# [Work to be completed]
Copy the items from the line containing "Where can you spot the paved" through the line containing "Where can you spot the exposed", inclusive, keeping the requests and offsetting every coordinate in the answers by 112. Omit the pictures.

# [Input material]
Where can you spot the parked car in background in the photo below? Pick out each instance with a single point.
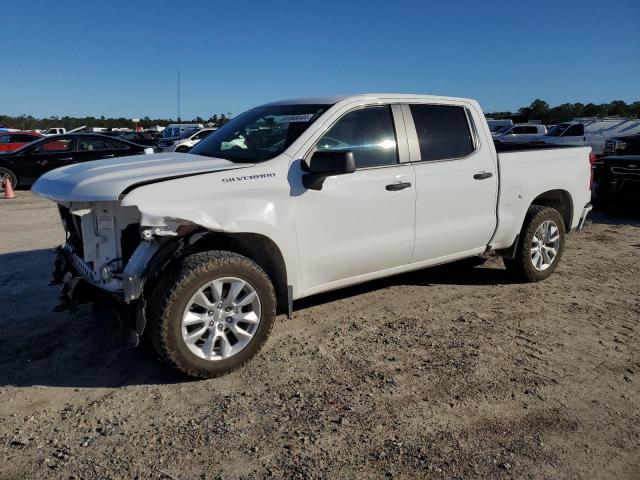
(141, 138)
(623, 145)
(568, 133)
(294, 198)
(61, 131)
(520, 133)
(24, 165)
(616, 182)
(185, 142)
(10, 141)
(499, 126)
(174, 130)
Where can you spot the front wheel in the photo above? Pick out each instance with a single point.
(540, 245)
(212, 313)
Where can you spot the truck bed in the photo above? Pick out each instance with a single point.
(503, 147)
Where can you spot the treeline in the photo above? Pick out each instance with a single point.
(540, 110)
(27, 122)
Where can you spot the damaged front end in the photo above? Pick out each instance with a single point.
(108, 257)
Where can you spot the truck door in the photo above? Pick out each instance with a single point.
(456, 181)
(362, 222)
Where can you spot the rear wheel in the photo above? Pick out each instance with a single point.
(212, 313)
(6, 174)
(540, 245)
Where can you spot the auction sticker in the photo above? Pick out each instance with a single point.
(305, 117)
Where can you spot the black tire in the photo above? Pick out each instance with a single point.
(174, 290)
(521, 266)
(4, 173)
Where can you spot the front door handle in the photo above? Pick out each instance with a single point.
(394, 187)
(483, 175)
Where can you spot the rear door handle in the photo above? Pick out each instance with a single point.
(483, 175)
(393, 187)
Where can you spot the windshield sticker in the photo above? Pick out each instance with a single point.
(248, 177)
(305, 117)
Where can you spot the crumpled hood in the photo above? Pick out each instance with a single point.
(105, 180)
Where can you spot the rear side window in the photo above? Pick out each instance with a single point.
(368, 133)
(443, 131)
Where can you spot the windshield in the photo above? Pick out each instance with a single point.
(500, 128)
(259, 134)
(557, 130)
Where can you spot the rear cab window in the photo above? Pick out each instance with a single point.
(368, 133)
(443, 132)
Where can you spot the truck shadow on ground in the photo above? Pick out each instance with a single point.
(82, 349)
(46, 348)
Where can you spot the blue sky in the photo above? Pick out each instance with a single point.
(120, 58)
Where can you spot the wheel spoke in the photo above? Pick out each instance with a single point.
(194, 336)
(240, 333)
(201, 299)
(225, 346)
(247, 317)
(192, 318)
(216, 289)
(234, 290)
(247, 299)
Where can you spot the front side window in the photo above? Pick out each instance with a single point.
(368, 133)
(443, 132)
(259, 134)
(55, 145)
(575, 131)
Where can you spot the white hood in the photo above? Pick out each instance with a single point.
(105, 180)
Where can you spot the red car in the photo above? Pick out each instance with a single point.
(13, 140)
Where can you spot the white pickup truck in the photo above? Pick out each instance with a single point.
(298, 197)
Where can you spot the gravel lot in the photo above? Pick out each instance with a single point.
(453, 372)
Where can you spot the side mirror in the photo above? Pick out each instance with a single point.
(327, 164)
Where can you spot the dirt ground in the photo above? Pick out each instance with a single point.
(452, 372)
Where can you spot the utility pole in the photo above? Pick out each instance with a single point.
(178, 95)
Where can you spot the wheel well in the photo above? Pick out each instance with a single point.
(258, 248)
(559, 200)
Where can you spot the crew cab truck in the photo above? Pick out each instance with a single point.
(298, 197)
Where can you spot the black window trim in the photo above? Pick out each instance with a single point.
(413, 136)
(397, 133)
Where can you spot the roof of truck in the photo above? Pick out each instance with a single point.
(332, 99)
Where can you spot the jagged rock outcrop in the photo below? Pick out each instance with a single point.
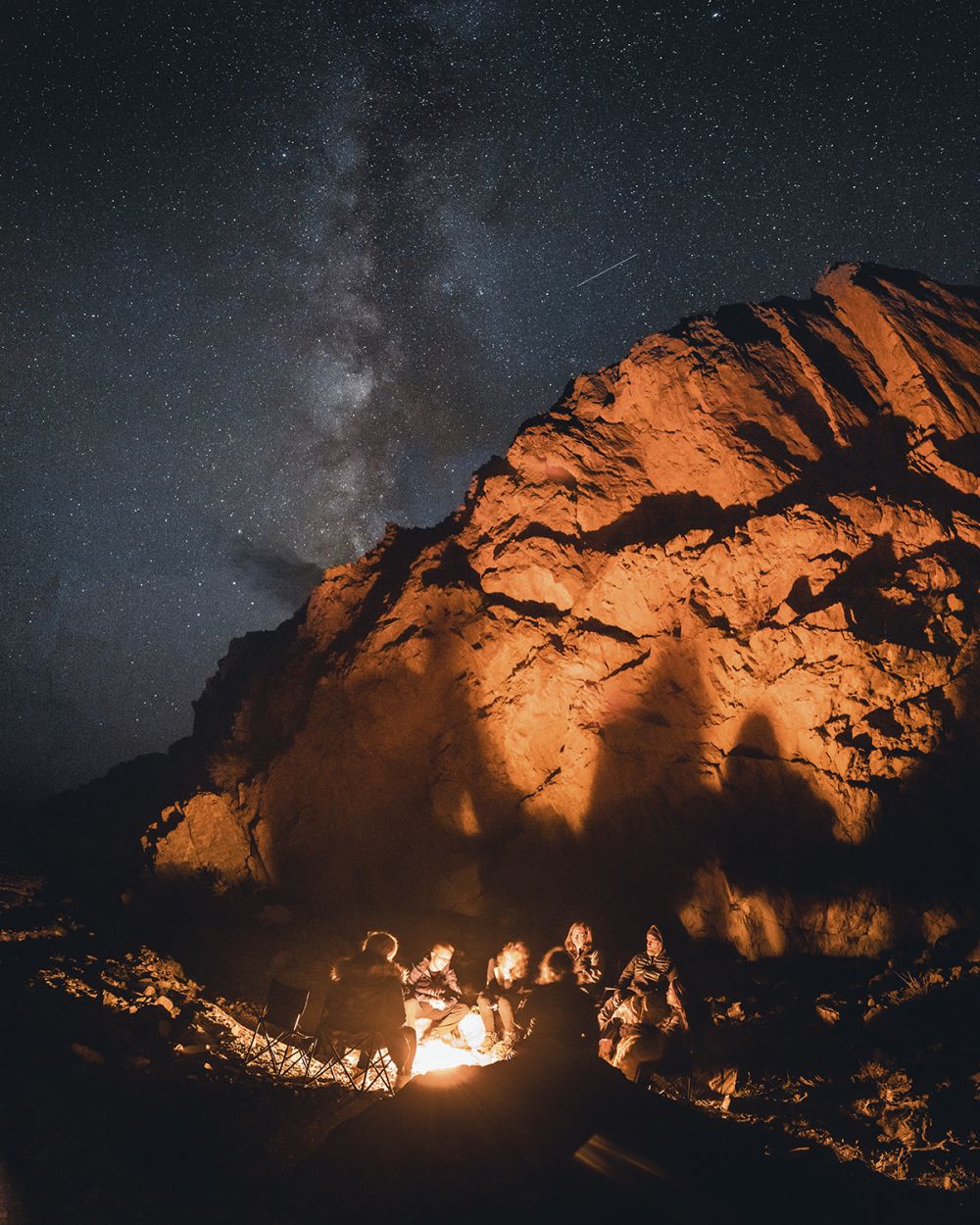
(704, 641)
* * *
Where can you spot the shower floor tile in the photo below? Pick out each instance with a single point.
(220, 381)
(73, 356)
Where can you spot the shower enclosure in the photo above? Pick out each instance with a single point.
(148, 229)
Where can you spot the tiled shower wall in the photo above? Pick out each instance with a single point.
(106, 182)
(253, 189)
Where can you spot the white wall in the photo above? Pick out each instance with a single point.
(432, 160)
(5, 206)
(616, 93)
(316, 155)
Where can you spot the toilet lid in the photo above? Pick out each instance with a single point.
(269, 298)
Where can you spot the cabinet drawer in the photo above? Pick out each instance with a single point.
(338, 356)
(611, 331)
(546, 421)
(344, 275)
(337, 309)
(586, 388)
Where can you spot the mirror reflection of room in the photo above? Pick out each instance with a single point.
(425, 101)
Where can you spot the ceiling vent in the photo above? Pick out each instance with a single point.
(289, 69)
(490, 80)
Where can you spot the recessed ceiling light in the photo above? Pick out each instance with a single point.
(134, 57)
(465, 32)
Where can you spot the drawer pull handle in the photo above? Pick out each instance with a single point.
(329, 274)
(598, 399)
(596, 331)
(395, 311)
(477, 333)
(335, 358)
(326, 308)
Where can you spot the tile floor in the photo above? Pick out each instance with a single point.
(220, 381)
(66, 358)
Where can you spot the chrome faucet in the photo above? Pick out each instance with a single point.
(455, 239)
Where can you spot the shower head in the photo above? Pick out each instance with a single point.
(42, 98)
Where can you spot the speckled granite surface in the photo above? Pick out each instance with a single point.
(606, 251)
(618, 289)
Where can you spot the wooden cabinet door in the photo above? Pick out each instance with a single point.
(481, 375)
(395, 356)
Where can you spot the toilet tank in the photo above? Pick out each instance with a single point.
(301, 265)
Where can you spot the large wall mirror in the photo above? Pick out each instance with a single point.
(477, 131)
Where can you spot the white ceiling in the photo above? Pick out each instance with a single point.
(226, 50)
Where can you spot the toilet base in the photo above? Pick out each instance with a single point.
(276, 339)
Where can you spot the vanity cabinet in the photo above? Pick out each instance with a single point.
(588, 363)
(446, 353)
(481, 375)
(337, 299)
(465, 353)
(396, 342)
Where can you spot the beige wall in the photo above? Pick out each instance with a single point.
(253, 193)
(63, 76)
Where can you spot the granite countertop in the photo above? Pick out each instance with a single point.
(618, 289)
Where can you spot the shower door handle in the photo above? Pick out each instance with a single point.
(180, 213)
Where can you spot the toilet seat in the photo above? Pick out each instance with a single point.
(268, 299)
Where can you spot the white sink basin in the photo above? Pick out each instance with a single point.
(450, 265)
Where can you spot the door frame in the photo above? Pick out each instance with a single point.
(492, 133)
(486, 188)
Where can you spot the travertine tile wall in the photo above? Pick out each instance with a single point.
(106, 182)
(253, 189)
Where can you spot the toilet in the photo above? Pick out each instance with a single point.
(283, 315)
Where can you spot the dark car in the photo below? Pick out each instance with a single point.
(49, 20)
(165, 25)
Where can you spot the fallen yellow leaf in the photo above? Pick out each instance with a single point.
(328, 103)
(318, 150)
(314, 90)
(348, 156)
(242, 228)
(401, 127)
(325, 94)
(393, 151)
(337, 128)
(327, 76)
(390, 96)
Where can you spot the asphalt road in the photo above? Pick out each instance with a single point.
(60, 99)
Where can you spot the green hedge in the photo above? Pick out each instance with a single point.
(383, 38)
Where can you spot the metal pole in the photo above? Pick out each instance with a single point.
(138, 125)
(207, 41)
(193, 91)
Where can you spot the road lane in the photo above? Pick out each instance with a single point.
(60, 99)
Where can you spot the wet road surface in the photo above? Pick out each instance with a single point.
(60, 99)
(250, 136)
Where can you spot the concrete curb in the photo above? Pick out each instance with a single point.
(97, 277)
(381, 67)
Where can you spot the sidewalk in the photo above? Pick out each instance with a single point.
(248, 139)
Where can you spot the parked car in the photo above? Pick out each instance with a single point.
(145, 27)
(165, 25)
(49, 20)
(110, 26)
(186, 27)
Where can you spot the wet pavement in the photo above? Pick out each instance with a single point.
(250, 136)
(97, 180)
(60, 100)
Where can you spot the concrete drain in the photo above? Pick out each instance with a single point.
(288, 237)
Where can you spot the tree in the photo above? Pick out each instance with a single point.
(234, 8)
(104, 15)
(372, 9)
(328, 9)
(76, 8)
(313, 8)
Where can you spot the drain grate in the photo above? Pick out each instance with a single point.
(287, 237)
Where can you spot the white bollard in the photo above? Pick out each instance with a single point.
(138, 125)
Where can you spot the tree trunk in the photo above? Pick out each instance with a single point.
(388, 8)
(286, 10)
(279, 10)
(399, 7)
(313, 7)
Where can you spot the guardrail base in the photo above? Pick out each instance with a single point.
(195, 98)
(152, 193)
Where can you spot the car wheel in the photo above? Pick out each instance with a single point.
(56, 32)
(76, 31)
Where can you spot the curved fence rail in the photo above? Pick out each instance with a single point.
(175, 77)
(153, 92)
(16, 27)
* * *
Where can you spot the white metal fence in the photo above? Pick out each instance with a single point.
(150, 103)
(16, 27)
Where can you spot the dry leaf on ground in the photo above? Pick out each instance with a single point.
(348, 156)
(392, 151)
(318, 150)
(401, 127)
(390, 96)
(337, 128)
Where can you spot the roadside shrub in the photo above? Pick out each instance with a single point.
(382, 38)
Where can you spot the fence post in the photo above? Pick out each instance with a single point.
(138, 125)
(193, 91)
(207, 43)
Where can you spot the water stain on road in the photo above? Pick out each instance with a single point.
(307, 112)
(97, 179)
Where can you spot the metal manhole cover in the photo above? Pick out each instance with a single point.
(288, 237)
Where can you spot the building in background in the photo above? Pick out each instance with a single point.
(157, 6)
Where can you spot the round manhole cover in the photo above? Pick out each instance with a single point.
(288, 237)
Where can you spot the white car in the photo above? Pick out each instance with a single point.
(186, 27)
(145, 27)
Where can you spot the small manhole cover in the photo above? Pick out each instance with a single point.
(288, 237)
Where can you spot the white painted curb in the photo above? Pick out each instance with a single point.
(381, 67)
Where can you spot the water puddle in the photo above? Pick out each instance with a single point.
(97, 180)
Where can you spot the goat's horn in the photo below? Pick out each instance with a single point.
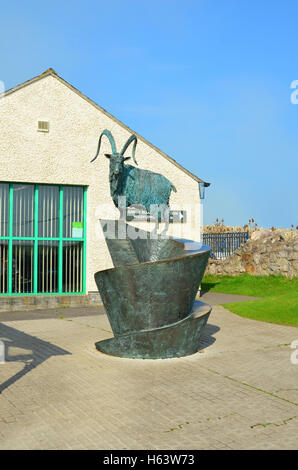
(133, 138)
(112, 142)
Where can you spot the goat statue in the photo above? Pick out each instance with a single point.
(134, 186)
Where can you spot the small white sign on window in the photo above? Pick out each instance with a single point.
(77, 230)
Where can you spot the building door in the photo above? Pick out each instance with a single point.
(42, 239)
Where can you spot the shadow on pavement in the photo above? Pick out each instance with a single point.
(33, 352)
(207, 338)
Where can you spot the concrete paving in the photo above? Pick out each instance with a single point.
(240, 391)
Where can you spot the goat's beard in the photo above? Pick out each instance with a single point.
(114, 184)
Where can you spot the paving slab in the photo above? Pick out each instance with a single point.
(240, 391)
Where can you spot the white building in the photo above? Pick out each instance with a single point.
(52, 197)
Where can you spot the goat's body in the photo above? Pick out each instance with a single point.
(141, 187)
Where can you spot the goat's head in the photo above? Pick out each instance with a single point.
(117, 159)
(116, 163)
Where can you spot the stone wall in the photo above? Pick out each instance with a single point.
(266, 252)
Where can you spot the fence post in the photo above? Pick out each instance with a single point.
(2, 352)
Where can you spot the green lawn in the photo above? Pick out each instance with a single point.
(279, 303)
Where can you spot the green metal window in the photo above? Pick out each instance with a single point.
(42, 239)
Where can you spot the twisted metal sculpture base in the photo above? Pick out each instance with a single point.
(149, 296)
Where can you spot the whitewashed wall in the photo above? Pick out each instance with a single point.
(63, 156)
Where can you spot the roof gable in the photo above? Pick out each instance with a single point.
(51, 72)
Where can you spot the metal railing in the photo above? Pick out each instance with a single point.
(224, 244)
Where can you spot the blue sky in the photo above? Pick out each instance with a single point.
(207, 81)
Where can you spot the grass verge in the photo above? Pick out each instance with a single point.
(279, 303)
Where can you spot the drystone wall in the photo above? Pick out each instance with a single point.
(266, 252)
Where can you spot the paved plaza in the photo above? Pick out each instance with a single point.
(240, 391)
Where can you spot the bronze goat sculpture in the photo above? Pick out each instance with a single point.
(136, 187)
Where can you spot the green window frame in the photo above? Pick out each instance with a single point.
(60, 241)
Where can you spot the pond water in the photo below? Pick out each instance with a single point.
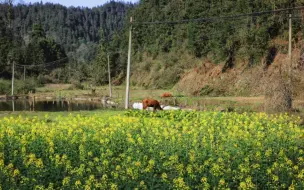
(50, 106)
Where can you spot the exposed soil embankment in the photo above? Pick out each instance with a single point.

# [Worked answer]
Where can you spot the paved plaza in the photo above? Pick out each instance with a single point.
(352, 503)
Where can you spot the bronze goat sculpture in the photo above? Pick out each instance with a single point.
(248, 299)
Where can you spot the green window frame in the photo above? Pick out each instance with a single point.
(172, 353)
Where can you spot the pond water in the photo below? Pick out each instance with a single point.
(162, 218)
Where can you spot the exposed soil embankment in the photo above? Pick out each instance with a single point.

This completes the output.